Assigned task –
Take the entries below and retype them exactly.

Given data –
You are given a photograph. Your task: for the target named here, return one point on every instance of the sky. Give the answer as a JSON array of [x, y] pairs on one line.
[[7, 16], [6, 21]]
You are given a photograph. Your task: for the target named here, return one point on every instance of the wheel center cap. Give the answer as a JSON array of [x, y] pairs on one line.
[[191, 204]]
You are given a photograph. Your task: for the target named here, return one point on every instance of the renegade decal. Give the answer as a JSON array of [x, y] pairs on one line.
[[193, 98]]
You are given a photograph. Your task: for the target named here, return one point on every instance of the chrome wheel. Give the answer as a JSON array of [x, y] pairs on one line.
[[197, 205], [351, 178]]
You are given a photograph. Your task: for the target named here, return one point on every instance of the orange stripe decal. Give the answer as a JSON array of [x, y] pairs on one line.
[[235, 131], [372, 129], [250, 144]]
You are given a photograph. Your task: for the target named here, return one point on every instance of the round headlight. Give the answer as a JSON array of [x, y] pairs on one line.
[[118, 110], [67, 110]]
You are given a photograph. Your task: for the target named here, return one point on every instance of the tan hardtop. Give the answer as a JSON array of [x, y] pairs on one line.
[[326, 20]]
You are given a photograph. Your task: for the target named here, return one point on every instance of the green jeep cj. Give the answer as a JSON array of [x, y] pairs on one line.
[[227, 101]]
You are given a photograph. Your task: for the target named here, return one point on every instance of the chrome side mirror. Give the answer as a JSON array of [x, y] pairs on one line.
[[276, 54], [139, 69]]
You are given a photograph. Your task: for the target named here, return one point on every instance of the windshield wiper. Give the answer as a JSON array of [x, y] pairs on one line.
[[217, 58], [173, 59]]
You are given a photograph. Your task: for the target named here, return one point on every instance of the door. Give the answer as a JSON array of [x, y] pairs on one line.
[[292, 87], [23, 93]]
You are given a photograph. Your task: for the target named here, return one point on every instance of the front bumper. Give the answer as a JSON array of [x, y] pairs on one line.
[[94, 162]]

Your response –
You are given a photograph. Your task: for the target named here, return one point on every instance of the sky. Give the answer as a JSON array of [x, y] pairs on one line.
[[7, 16], [6, 21]]
You are given a photograph. Your task: for the target named here, return one point on every instance of the wheel center cap. Give the answer as a JSON array of [x, y] pairs on one line.
[[191, 204]]
You are given a photograph. Your task: for the target named here, return one point on every instance of the renegade decal. Give the answer as a JSON array of [x, y] pairs on one line.
[[193, 98]]
You are given a photograph. Your task: for the target named here, return one point on every instance of the chrome wheel. Give the answer as a JSON array of [x, y] pairs on one line.
[[197, 205], [351, 178]]
You are given a photograph. Your task: for the target named here, return one point on every instance of the orange stripe decal. Give the answer as a JSON array of [x, y] pairs on one line.
[[235, 131], [372, 129], [250, 144]]
You are given a photograph. Your task: for the target named here, return one point on every instance of the round headlight. Give the answer as a JSON array of [x, y] pairs on one line.
[[118, 110], [67, 110]]
You are given a photograph. Your task: for the target named here, return one point on every instance of the tan hardtop. Give the answer as a JSON array of [x, y] pairs on one line.
[[326, 20]]
You are given a photograph. Your task: for the target named here, return one point on every instance of the green jeep cj. Give the answer as a JSON array of [x, y] pairs on one line.
[[227, 101]]
You are given a photograph. Your task: for the target named here, return one point on every instance of the chrome side mirror. Give the answer as a JSON array of [x, y] pairs on one line.
[[276, 54], [139, 69]]
You are given a photograph. Your task: for the target named here, return one point on every instance of the windshield wiper. Give the answer as a JSON array of [x, y] pairs on one line.
[[217, 58], [173, 59]]
You are given a photograph. Your task: for the target named here, return one point on every instance of the door. Give the answer as a JSON array of [x, y] pairs on one line.
[[292, 87], [23, 93]]
You are given a photograph. Your task: for the target named here, return one point on every instance of the front bumper. Give the answer as a JSON array of [x, y] pairs on one line.
[[94, 162]]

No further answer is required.